» ASSIGNED TASK:
Keep every line in which "gravel" occurs and drop the rest of the data.

[[ LISTED RECORDS open ]]

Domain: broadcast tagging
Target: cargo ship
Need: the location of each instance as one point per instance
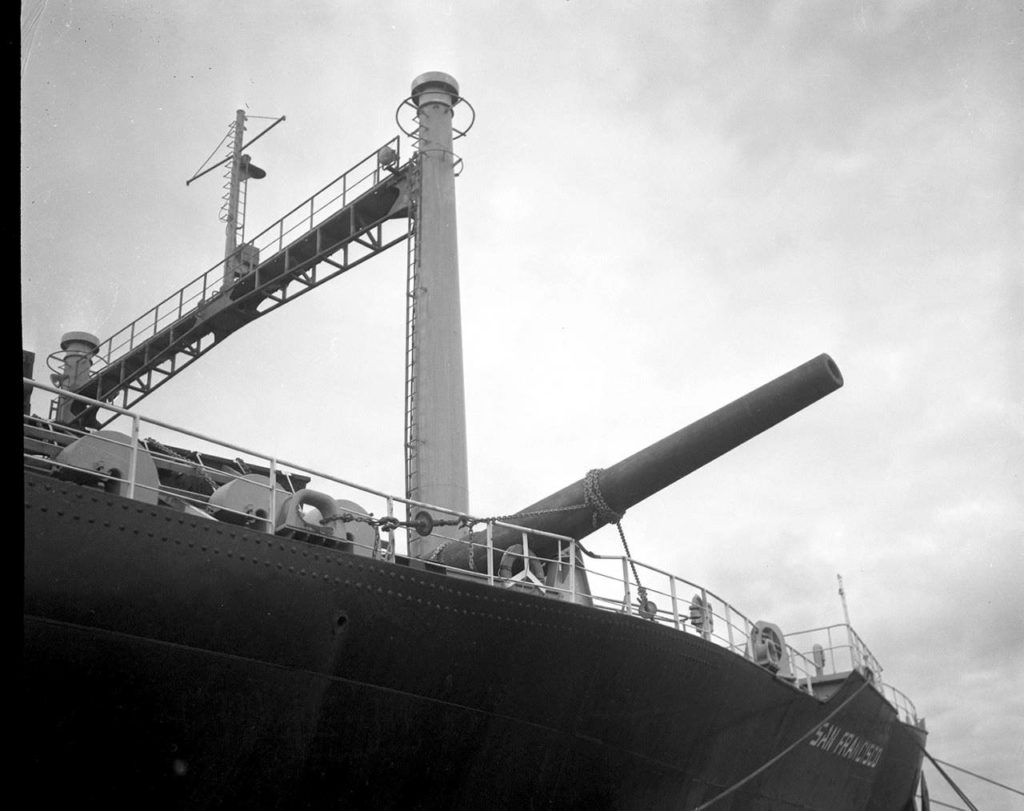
(208, 626)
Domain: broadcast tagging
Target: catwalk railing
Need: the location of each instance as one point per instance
(604, 582)
(332, 198)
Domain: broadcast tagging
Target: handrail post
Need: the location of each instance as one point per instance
(491, 553)
(133, 460)
(708, 617)
(675, 602)
(272, 515)
(627, 598)
(390, 531)
(526, 570)
(572, 569)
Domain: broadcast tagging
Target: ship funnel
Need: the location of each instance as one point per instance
(436, 457)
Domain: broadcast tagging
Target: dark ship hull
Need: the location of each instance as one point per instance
(175, 662)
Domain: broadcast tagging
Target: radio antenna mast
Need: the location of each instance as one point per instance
(241, 169)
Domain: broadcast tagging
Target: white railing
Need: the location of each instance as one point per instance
(328, 201)
(606, 582)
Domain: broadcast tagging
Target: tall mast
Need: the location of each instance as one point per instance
(440, 475)
(231, 229)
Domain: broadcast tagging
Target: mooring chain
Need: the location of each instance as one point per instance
(602, 512)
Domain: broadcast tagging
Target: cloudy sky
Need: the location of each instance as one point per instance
(664, 205)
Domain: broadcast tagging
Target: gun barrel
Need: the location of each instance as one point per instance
(572, 511)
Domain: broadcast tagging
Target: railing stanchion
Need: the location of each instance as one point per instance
(572, 569)
(675, 603)
(390, 531)
(627, 598)
(133, 461)
(706, 624)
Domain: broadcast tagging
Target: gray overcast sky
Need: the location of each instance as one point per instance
(664, 205)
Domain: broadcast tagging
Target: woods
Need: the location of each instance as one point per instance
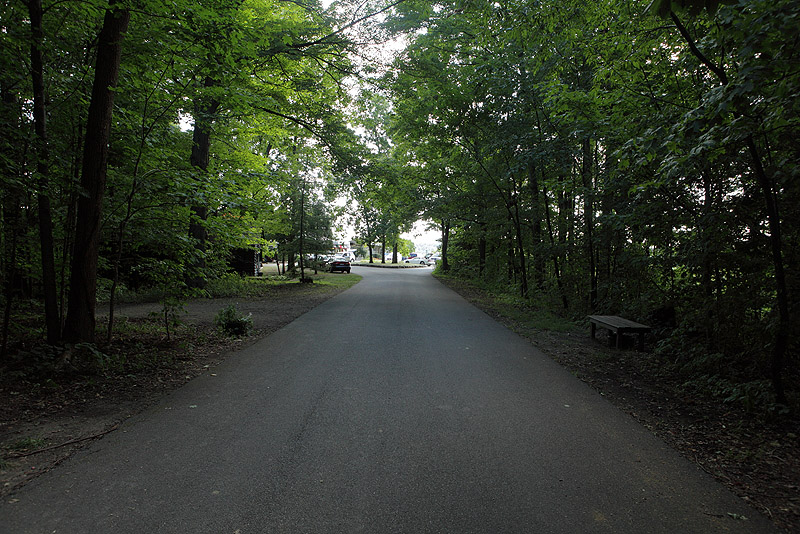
(619, 157)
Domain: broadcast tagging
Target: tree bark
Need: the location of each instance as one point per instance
(767, 185)
(80, 322)
(445, 240)
(52, 320)
(536, 227)
(588, 212)
(204, 115)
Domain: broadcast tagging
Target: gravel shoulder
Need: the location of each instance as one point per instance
(43, 424)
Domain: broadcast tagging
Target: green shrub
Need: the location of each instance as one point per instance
(232, 322)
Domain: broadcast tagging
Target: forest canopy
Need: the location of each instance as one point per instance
(623, 157)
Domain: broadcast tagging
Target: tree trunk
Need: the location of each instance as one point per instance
(536, 227)
(588, 212)
(767, 184)
(52, 321)
(556, 267)
(80, 321)
(445, 240)
(523, 268)
(204, 115)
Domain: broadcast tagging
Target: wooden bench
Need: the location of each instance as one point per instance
(617, 326)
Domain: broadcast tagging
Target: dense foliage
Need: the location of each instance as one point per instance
(612, 157)
(142, 142)
(602, 158)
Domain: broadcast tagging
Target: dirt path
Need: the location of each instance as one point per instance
(43, 424)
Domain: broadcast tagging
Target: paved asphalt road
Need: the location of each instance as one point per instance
(394, 407)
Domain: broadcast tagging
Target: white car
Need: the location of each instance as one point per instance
(416, 259)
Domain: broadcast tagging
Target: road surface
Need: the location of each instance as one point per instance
(395, 407)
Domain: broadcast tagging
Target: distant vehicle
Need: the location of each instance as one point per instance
(339, 263)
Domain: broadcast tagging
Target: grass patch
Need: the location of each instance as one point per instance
(525, 316)
(336, 280)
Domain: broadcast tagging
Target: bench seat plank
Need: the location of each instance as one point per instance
(618, 326)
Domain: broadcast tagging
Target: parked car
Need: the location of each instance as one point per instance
(339, 263)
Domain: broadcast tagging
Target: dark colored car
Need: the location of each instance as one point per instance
(339, 264)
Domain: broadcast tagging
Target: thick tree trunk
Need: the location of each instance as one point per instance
(52, 321)
(80, 321)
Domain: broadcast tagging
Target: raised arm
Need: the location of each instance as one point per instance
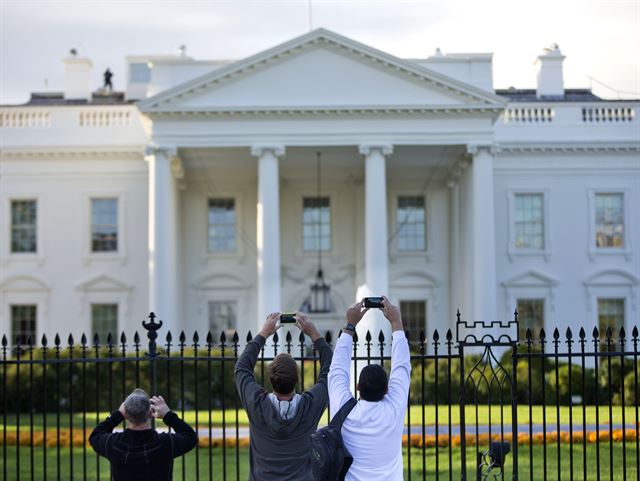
(339, 392)
(400, 377)
(246, 383)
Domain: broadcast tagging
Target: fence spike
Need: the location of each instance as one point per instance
(569, 334)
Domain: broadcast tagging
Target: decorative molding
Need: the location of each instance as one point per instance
(86, 154)
(568, 148)
(260, 149)
(384, 148)
(311, 40)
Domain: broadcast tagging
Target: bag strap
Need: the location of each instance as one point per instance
(342, 414)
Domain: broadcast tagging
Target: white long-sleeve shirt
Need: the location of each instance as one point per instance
(373, 430)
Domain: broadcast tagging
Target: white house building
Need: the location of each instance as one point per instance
(213, 192)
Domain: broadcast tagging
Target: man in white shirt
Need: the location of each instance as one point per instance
(373, 430)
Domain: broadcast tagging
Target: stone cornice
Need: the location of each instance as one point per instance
(324, 111)
(568, 147)
(74, 153)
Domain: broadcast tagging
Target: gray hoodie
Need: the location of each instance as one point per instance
(280, 448)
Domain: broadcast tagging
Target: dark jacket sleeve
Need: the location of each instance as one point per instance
(319, 393)
(101, 433)
(184, 439)
(246, 384)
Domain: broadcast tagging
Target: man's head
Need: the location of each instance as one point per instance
(283, 374)
(373, 383)
(137, 407)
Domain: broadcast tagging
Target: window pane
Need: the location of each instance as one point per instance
(104, 225)
(222, 317)
(104, 321)
(316, 224)
(414, 317)
(609, 219)
(529, 221)
(411, 226)
(610, 314)
(530, 316)
(23, 323)
(222, 225)
(23, 226)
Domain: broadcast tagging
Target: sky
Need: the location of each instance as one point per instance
(601, 38)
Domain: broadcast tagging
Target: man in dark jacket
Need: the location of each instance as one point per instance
(281, 422)
(140, 453)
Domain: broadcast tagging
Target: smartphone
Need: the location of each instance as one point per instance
(288, 318)
(373, 302)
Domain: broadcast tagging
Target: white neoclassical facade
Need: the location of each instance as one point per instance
(212, 193)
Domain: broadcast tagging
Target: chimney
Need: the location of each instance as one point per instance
(77, 77)
(550, 83)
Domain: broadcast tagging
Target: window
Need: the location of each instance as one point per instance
(139, 73)
(23, 226)
(104, 225)
(529, 221)
(609, 220)
(410, 220)
(104, 321)
(530, 316)
(316, 224)
(414, 317)
(222, 317)
(222, 225)
(610, 314)
(23, 323)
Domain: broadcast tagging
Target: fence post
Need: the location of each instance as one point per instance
(152, 327)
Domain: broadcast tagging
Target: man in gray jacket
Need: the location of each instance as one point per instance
(281, 422)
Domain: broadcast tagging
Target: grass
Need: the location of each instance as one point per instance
(415, 415)
(185, 469)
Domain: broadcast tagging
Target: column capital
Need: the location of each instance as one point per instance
(384, 148)
(169, 151)
(477, 147)
(260, 149)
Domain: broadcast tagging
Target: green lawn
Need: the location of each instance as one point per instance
(415, 415)
(414, 472)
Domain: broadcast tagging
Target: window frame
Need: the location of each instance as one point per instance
(513, 251)
(5, 224)
(626, 249)
(121, 253)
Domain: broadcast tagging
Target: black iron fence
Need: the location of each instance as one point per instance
(482, 405)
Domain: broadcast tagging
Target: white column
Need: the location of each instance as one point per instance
(162, 236)
(483, 244)
(376, 240)
(268, 231)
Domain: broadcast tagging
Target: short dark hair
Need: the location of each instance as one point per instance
(283, 373)
(373, 383)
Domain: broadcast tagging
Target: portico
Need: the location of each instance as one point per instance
(236, 135)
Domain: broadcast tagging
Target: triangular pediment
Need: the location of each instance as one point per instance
(320, 70)
(530, 279)
(103, 283)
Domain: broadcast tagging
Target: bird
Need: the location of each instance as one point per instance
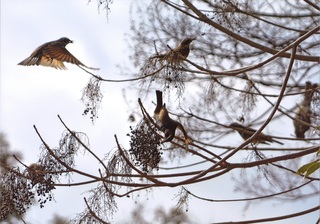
(178, 54)
(53, 54)
(303, 111)
(247, 132)
(167, 125)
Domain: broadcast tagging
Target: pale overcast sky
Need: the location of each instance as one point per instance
(35, 95)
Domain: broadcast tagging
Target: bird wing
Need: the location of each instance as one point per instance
(60, 53)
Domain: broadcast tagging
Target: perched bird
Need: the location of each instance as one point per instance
(178, 54)
(303, 111)
(53, 54)
(167, 125)
(247, 132)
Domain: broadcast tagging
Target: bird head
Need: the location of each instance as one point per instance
(187, 41)
(65, 40)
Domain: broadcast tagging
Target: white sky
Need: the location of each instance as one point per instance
(35, 95)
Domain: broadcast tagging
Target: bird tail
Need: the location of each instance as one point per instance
(89, 67)
(277, 142)
(28, 61)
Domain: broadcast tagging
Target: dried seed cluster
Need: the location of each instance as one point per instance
(145, 146)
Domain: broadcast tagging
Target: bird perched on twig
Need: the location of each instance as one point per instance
(167, 125)
(53, 54)
(178, 54)
(247, 132)
(303, 112)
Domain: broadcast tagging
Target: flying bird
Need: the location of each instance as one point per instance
(247, 132)
(303, 112)
(53, 54)
(167, 125)
(178, 54)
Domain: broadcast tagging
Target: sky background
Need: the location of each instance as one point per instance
(36, 95)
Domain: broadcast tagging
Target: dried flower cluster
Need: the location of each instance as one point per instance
(145, 146)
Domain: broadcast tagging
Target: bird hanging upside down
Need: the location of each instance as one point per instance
(247, 132)
(167, 125)
(53, 54)
(178, 54)
(303, 112)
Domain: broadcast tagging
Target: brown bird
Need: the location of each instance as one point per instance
(53, 54)
(247, 132)
(167, 125)
(303, 112)
(178, 54)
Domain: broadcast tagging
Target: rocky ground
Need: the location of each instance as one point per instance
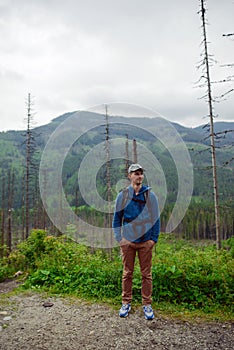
(33, 322)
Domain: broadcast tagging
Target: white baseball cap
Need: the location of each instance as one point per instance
(134, 167)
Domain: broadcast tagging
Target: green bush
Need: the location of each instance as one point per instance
(193, 275)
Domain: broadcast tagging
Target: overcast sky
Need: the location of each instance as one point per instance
(73, 54)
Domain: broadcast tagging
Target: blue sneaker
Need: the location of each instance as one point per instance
(123, 312)
(148, 312)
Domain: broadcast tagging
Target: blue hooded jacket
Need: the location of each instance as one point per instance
(137, 221)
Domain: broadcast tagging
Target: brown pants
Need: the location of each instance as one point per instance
(144, 250)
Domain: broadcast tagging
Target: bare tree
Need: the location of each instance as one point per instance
(107, 148)
(134, 151)
(206, 76)
(10, 194)
(30, 162)
(3, 217)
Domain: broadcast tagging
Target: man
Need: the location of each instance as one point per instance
(136, 226)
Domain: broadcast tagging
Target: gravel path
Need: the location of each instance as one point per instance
(26, 323)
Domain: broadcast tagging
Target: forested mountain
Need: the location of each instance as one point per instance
(12, 160)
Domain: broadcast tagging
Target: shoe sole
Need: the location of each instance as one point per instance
(149, 318)
(123, 316)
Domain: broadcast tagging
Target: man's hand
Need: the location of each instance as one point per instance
(124, 241)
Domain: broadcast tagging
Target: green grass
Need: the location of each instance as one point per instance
(190, 279)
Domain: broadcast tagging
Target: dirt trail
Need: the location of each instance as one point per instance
(25, 324)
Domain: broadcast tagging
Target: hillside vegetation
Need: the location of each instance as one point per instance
(191, 276)
(199, 220)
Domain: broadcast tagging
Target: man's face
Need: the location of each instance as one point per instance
(136, 177)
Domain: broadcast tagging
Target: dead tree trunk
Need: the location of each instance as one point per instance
(107, 147)
(3, 217)
(134, 151)
(212, 134)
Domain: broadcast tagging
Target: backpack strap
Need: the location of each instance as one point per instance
(143, 202)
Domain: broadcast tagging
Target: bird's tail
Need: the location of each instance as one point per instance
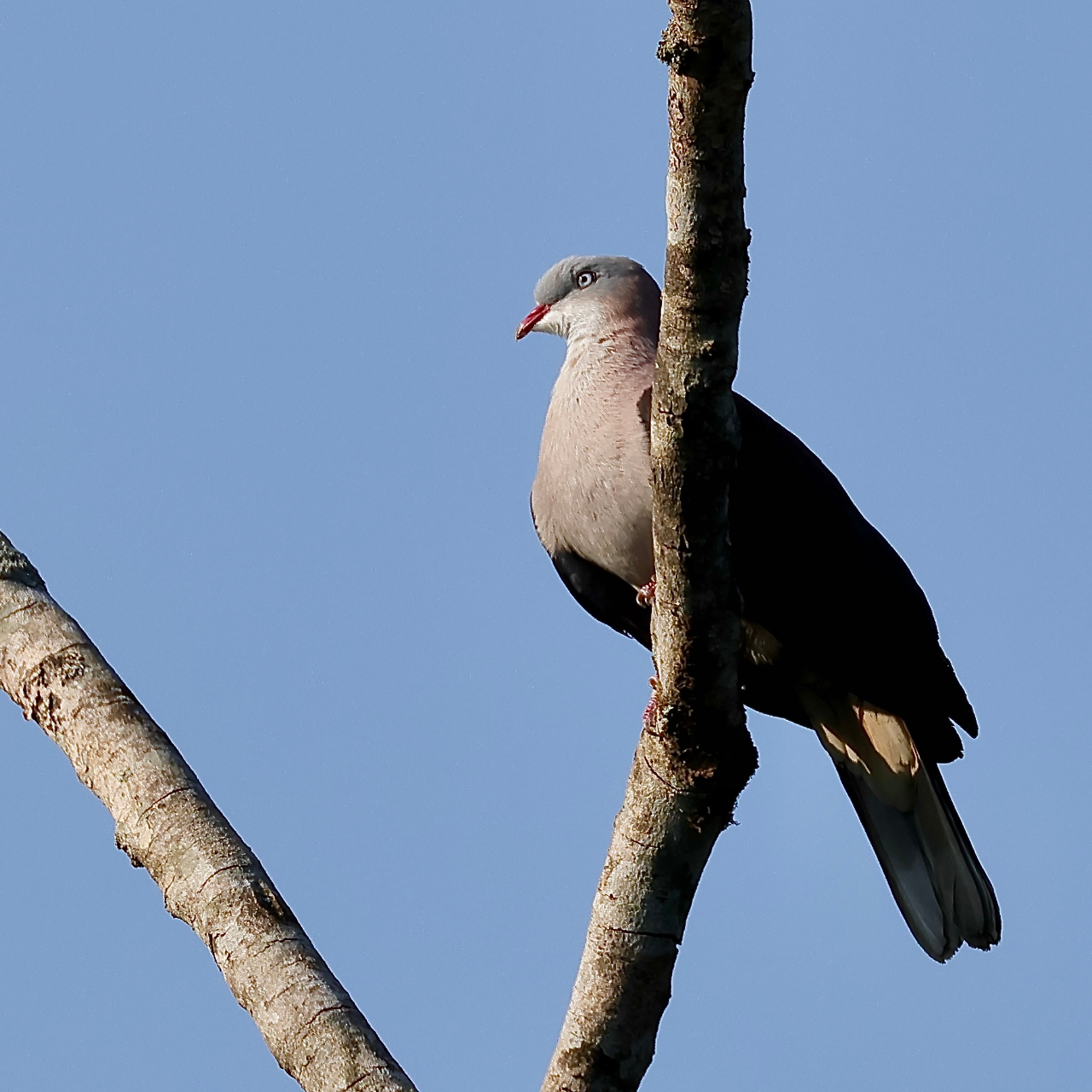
(932, 872)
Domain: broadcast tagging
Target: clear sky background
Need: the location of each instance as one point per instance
(268, 437)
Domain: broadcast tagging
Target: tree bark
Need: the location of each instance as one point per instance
(694, 756)
(167, 823)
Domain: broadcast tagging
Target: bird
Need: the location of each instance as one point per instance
(837, 634)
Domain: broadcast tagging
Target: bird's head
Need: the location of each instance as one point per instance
(585, 293)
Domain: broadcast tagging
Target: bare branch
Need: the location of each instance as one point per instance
(167, 823)
(696, 756)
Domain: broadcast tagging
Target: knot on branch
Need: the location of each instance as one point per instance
(38, 698)
(689, 55)
(16, 566)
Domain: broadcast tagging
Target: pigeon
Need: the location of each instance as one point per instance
(837, 634)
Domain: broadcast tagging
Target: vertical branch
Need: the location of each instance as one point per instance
(167, 823)
(696, 756)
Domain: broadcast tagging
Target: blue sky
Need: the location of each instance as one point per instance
(268, 437)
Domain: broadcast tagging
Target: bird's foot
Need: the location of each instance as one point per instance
(648, 717)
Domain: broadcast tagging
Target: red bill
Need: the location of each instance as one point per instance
(529, 323)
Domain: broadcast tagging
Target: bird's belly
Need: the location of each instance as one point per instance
(614, 542)
(604, 521)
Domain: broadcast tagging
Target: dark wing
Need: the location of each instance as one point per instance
(819, 577)
(605, 596)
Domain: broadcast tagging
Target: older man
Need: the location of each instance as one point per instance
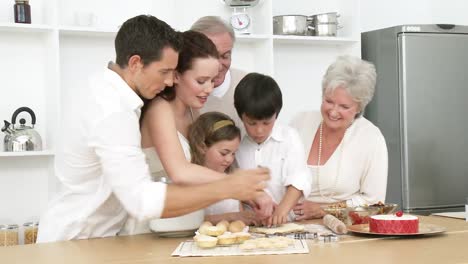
(102, 167)
(222, 98)
(222, 35)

[[ LISTED RECORDS closed ]]

» SOLUTION TO THE PROBLEM:
Target: gravel shoulder
Target: gravel path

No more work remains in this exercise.